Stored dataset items
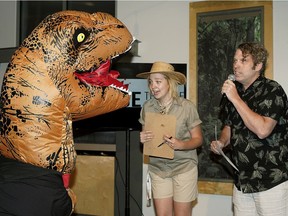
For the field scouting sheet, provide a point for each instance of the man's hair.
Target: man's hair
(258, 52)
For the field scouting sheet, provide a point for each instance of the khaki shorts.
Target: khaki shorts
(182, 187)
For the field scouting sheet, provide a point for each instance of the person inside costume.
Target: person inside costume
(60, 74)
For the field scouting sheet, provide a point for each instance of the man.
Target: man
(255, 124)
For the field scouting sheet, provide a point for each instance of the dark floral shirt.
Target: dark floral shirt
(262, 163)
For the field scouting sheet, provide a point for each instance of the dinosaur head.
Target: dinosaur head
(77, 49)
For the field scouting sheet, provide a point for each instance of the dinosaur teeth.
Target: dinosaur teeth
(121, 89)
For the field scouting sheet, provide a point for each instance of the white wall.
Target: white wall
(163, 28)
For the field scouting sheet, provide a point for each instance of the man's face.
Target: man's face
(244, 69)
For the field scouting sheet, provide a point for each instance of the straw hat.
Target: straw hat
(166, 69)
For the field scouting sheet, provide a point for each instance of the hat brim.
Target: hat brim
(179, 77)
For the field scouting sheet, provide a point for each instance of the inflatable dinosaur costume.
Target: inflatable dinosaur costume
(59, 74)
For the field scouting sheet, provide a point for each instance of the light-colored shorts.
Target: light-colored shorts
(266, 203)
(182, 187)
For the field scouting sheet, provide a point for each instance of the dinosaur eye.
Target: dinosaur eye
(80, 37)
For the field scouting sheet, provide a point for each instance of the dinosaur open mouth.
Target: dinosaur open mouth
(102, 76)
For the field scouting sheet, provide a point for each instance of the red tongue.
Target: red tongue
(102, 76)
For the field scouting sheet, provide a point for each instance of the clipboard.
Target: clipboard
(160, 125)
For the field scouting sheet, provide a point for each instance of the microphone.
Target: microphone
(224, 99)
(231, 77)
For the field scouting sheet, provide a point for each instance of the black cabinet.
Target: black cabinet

▸ Aim of the task:
With images left out, the data must be transcribed exactly.

▸ Response to the exercise:
For the field scouting sheet, provide a point for each instance of the man's hair.
Target: man's hair
(258, 52)
For the field scouting sheet, provide a point for each instance of the khaki shorts.
Target: khaki shorts
(182, 187)
For the field scouting sheet, provide a point for each instance of the person inside costume.
Target: person inside costume
(60, 74)
For the field scouting sheet, provide a point for each instance of the man.
Target: man
(255, 124)
For the field scouting sheet, provide a point for each instance of the dark floral shirt.
Target: dark floral shirt
(262, 163)
For the field scouting sheet, provide a point for each instance of the dinosaur head.
Target: dinosaur head
(77, 49)
For the field scouting sheet, provide a point for each instance of the dinosaur teeth.
Target: dinosaur teeth
(121, 89)
For the field scouting sheet, provide a point for each instance of the white wall.
Target: white wall
(163, 28)
For the field scouting sheet, provide a point for each instance of the man's face.
Target: man's face
(244, 69)
For the field scouting sheet, provide a point for each instance of the straw hat.
Target: straw hat
(166, 69)
For the field scouting sheet, provide a point for each instance of the hat brim.
Target: hat brim
(179, 77)
For the field scouting sheet, provide a point for each instance of the inflatable dinosaur costume.
Target: inflatable dinosaur costume
(59, 74)
For the field scouting sheet, provide a point for each instance of the light-colored shorts.
Target: light-colored shorts
(266, 203)
(182, 187)
For the field scouting sheet, provide a point for each instance of the dinosaur eye.
Target: dinosaur eye
(80, 37)
For the field scouting sheet, provide a point for each instance of the dinosaur open mouth.
Target: dinosaur open mouth
(102, 76)
For the field scouting sheet, provide a point for each instance of the red tongue.
Target: red tongue
(102, 76)
For the field scouting sheet, provide a point for each instance of the clipboard.
Target: clipboard
(160, 125)
For the field scouting sheet, provide a point for each instance of the microphone.
Target: microphone
(224, 99)
(231, 77)
For the field scouting sheet, provide a point for each instance of the black cabinet.
Target: black cabinet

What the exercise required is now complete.